#### Excerpted passage
= = =
Dr Liz Dennis ‘Hybrid vigour in plants; how does it work?’

Liz Dennis is an eminent plant molecular biologist and a CSIRO Fellow in the Division of Agriculture, CSIRO in Canberra. She is also a Distinguished Professor at University of Technology, Sydney. She leads a team of research workers studying the molecular basis of hybrid vigour. She holds a BSc (Hons I) and a PhD from the University of Sydney, Australia, and is author or editor of more than 300 distinguished publications.

Liz was elected to the Australian Academy of Technological Sciences and Engineering in1987 and to the Australian Academy of Science in 1995.

Her research has led to significant advances in our understanding of the molecular basis of plant development, especially flowering and seed development, plant gene regulation including epigenetic regulation, and plant responses to environmental stress such as water logging conditions. Most recently she has been involved in investigating the molecular basis of heterosis (hybrid vigour) and epigenetics (changes in the appearance or gene function of an organism not due to actual changes in its DNA

sequence). Her contributions to our understanding of gene expression, the molecular bases of plant development, plant gene regulation, and mapping plant genomes have been recognized by many invitations to speak at international meetings as well as awards including the Avon Spirit of Achievement Award, the Lemberg Medal of the Australian Society of Biochemistry and Molecular Biology and the inaugural Prime Minister’s Science Prize (jointly with Jim Peacock). She has recently been awarded the Farrer Medal by the Farrer Memorial Trust.
= = =
#### Study questions
**1)** List every award or medal named in the profile of Liz Dennis.
**2)** Quote the profile of Liz Dennis from "Dr Liz Dennis" up to and including "Science in 1995.".
**3)** Continue the profile of Liz Dennis from where it stops.

#### Given data
= = =
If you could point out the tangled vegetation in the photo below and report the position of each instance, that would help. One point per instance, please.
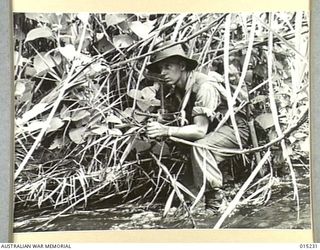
= = =
#### Results in order
**1)**
- Avon Spirit of Achievement Award
- Lemberg Medal of the Australian Society of Biochemistry and Molecular Biology
- Inaugural Prime Minister’s Science Prize (shared with Jim Peacock)
- Farrer Medal, from the Farrer Memorial Trust

**2)**
Dr Liz Dennis ‘Hybrid vigour in plants; how does it work?’

Liz Dennis is an eminent plant molecular biologist and a CSIRO Fellow in the Division of Agriculture, CSIRO in Canberra. She is also a Distinguished Professor at University of Technology, Sydney. She leads a team of research workers studying the molecular basis of hybrid vigour. She holds a BSc (Hons I) and a PhD from the University of Sydney, Australia, and is author or editor of more than 300 distinguished publications.

Liz was elected to the Australian Academy of Technological Sciences and Engineering in1987 and to the Australian Academy of Science in 1995.

**3)**
Hybrids have been used in maize cropping for nearly 100 years and more recently in other crops like rice, sorghum and in horticulture. The phenomenon where progeny of a cross perform better that the parents with no added inputs is still not understood. We have used Arabidopsis as a model to study hybrid vigour and come up with some findings that we think also apply to crop plants. We find that normal plant processes are used to generate the large size and increased yield characteristic of hybrids.  A feature of hybrids is that the hybrid advantage only lasts for one generation. We have developed methods to perpetuate the hybrid phenotype in later generations. We aim to understand the molecular features underlying hybrid vigour.